▶ _Description of the task_: What is needed is an exact copy of the lines from the line holding "negative clicks: (98, 23)" through the end of the material, with no other lines and no pictures.

*** Records for the task ***

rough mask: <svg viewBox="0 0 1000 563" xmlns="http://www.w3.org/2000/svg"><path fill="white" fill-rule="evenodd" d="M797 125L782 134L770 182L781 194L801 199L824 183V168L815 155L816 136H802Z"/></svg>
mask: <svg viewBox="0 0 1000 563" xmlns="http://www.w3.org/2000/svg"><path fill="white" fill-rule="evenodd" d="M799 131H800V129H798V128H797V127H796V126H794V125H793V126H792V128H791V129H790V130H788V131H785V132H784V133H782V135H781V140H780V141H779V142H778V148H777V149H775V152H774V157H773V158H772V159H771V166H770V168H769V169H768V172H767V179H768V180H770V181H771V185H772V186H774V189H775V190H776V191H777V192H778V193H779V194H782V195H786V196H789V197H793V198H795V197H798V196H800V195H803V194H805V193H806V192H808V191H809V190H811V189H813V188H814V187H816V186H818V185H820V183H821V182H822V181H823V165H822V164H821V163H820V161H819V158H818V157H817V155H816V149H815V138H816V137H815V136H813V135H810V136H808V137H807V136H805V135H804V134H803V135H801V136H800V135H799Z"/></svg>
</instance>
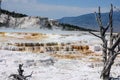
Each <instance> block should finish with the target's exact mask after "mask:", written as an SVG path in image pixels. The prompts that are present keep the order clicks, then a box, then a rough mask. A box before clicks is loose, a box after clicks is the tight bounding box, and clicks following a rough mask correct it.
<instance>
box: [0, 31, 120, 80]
mask: <svg viewBox="0 0 120 80" xmlns="http://www.w3.org/2000/svg"><path fill="white" fill-rule="evenodd" d="M16 31H17V30H16ZM23 31H24V30H23ZM1 32H7V31H1ZM11 32H14V31H11ZM17 32H20V31H19V30H18V31H17ZM24 32H27V33H30V32H33V31H30V32H29V31H24ZM39 33H43V34H46V36H47V37H46V38H43V39H20V38H19V35H16V36H17V37H15V36H14V37H11V36H8V35H7V36H1V37H0V41H1V42H0V45H1V46H3V45H4V43H6V42H7V43H10V42H11V43H14V42H18V43H19V42H23V43H24V42H27V43H29V42H32V43H35V42H39V43H46V42H58V43H63V42H64V43H68V42H69V43H72V42H73V43H74V44H77V45H78V42H81V43H82V44H87V45H89V47H90V50H91V51H93V54H91V55H84V57H82V58H79V59H60V58H57V57H53V56H51V55H50V54H48V53H40V54H38V53H32V52H18V51H7V50H2V49H1V48H0V49H1V50H0V80H10V79H9V78H8V76H9V75H10V74H12V73H14V74H15V73H17V69H18V65H19V64H21V63H23V64H24V66H23V68H24V70H25V73H24V74H25V75H28V74H30V73H31V72H32V71H33V75H32V77H31V78H30V80H100V73H101V70H102V62H101V60H99V59H101V55H99V54H101V51H94V49H95V46H100V45H101V41H100V40H99V39H98V38H96V37H94V36H92V35H90V34H89V33H87V32H77V31H76V32H75V31H43V32H39ZM10 34H11V33H10ZM95 54H96V55H95ZM98 55H99V56H98ZM49 59H52V60H53V61H54V63H52V62H51V61H49ZM46 60H48V61H46ZM119 66H120V65H119V58H118V59H117V64H116V65H115V66H113V68H112V74H111V75H112V76H117V74H120V71H119Z"/></svg>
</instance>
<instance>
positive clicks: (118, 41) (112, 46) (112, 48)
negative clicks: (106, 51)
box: [111, 35, 120, 50]
mask: <svg viewBox="0 0 120 80" xmlns="http://www.w3.org/2000/svg"><path fill="white" fill-rule="evenodd" d="M118 44H120V35H119V36H118V39H117V40H116V42H115V43H114V44H113V46H112V47H111V49H112V50H114V49H115V48H116V46H118Z"/></svg>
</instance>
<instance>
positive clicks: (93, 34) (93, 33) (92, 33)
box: [89, 31, 102, 39]
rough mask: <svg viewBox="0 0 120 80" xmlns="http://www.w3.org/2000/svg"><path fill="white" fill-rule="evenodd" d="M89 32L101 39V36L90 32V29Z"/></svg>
mask: <svg viewBox="0 0 120 80" xmlns="http://www.w3.org/2000/svg"><path fill="white" fill-rule="evenodd" d="M89 33H90V34H92V35H94V36H96V37H98V38H100V39H102V37H100V36H98V35H96V34H95V33H93V32H91V31H89Z"/></svg>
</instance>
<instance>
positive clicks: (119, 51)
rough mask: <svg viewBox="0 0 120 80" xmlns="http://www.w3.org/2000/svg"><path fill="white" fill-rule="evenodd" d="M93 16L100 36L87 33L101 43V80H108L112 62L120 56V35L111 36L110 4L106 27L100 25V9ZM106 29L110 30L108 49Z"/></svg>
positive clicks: (100, 13) (98, 9)
mask: <svg viewBox="0 0 120 80" xmlns="http://www.w3.org/2000/svg"><path fill="white" fill-rule="evenodd" d="M95 15H96V20H97V23H98V25H99V28H100V36H98V35H96V34H94V33H93V32H89V33H91V34H93V35H94V36H96V37H98V38H100V39H101V40H102V42H103V44H102V47H103V49H102V55H103V63H104V65H103V70H102V72H101V77H102V78H103V80H109V79H110V71H111V67H112V65H113V64H114V60H115V59H116V57H117V55H118V54H120V33H118V34H117V35H116V36H115V37H114V35H113V5H112V4H111V9H110V13H109V23H108V24H107V26H106V27H103V25H102V20H101V11H100V7H99V9H98V14H97V13H96V14H95ZM108 29H110V40H109V41H110V43H109V47H110V48H108V40H107V39H106V33H107V30H108ZM116 48H117V49H116ZM116 50H117V51H116Z"/></svg>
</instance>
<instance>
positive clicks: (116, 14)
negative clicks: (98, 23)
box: [58, 11, 120, 32]
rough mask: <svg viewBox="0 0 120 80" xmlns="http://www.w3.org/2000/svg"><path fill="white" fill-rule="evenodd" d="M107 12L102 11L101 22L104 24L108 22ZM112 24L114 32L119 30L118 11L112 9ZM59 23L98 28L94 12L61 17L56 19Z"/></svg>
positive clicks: (119, 13)
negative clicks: (71, 15) (60, 18)
mask: <svg viewBox="0 0 120 80" xmlns="http://www.w3.org/2000/svg"><path fill="white" fill-rule="evenodd" d="M108 19H109V13H102V22H103V24H104V25H106V24H107V23H108ZM113 20H114V21H113V26H114V31H115V32H120V29H119V28H120V12H119V11H114V14H113ZM58 21H59V22H60V23H66V24H71V25H76V26H80V27H83V28H88V29H95V30H98V25H97V22H96V19H95V14H94V13H90V14H85V15H81V16H77V17H63V18H61V19H59V20H58Z"/></svg>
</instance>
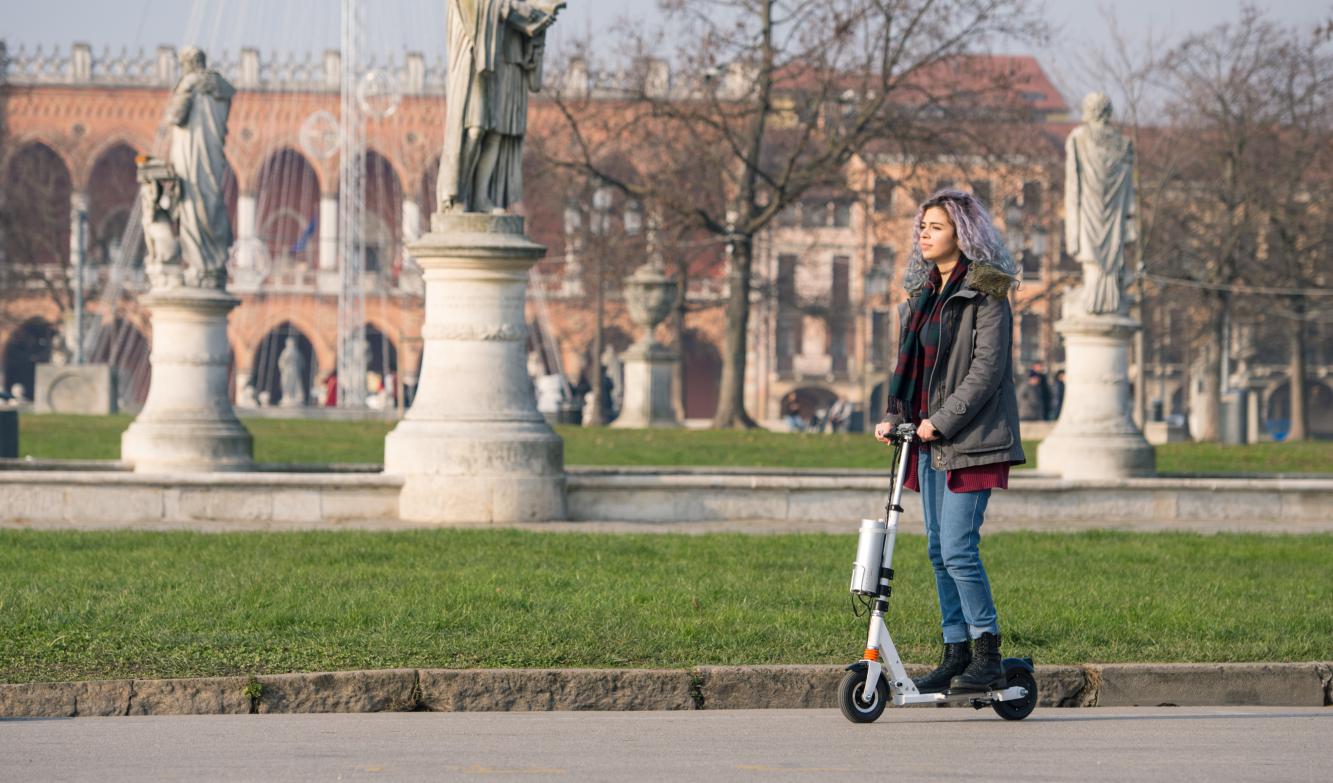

*** End of Records for the task ***

▶ _Task result_:
negative clicks: (98, 23)
box: [58, 11, 120, 32]
rough mask: <svg viewBox="0 0 120 80" xmlns="http://www.w3.org/2000/svg"><path fill="white" fill-rule="evenodd" d="M107 12L102 11L101 22L104 24L108 22ZM112 24L114 32L119 30L118 11L112 9ZM59 23L98 28L94 12L61 17L56 19Z"/></svg>
positive clicks: (119, 13)
negative clicks: (71, 15) (60, 18)
mask: <svg viewBox="0 0 120 80" xmlns="http://www.w3.org/2000/svg"><path fill="white" fill-rule="evenodd" d="M108 19H109V13H102V22H103V24H104V25H106V24H107V23H108ZM113 20H114V21H113V26H114V31H115V32H120V29H119V28H120V12H119V11H114V14H113ZM58 21H59V22H60V23H66V24H71V25H76V26H80V27H83V28H88V29H95V30H98V25H97V22H96V19H95V14H94V13H90V14H85V15H81V16H77V17H63V18H61V19H59V20H58Z"/></svg>
</instance>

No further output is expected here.